§ Task goal
Scan the entries below. List each line with "white".

§ Data to use
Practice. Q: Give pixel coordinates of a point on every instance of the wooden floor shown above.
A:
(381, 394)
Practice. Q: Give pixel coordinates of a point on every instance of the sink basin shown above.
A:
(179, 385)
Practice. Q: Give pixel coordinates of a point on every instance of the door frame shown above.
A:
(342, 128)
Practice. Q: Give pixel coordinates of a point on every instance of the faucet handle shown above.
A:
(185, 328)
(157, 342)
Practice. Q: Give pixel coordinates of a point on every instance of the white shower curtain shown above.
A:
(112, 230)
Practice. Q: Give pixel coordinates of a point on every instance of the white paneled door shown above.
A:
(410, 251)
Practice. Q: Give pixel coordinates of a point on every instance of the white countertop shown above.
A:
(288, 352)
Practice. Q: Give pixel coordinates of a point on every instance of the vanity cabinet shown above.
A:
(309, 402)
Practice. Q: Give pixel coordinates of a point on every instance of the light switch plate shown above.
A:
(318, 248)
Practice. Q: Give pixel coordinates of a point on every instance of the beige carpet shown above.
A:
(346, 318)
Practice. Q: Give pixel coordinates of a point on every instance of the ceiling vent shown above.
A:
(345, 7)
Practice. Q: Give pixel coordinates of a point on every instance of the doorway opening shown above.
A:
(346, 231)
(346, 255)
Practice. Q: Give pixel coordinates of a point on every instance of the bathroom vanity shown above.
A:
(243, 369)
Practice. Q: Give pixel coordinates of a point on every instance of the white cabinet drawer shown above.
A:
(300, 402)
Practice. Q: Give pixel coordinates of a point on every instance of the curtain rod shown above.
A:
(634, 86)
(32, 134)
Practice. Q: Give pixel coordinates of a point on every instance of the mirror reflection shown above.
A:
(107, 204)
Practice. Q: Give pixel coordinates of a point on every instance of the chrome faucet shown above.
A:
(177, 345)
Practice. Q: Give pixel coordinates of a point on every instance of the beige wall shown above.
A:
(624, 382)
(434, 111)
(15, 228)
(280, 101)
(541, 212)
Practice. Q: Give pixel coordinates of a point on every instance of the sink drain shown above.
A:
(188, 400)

§ Answer to this task
Practice. Q: Give pixel coordinates of a point on every instance of the white shower curtain shown above.
Practice. Q: Give pixel coordinates of a point on every instance of the white paneled door shown above.
Practice. Q: Give pixel coordinates of a point on every instance of the white countertop shown above.
Practice. Q: Give pixel coordinates of a point on every instance of the white cabinet drawer shown above.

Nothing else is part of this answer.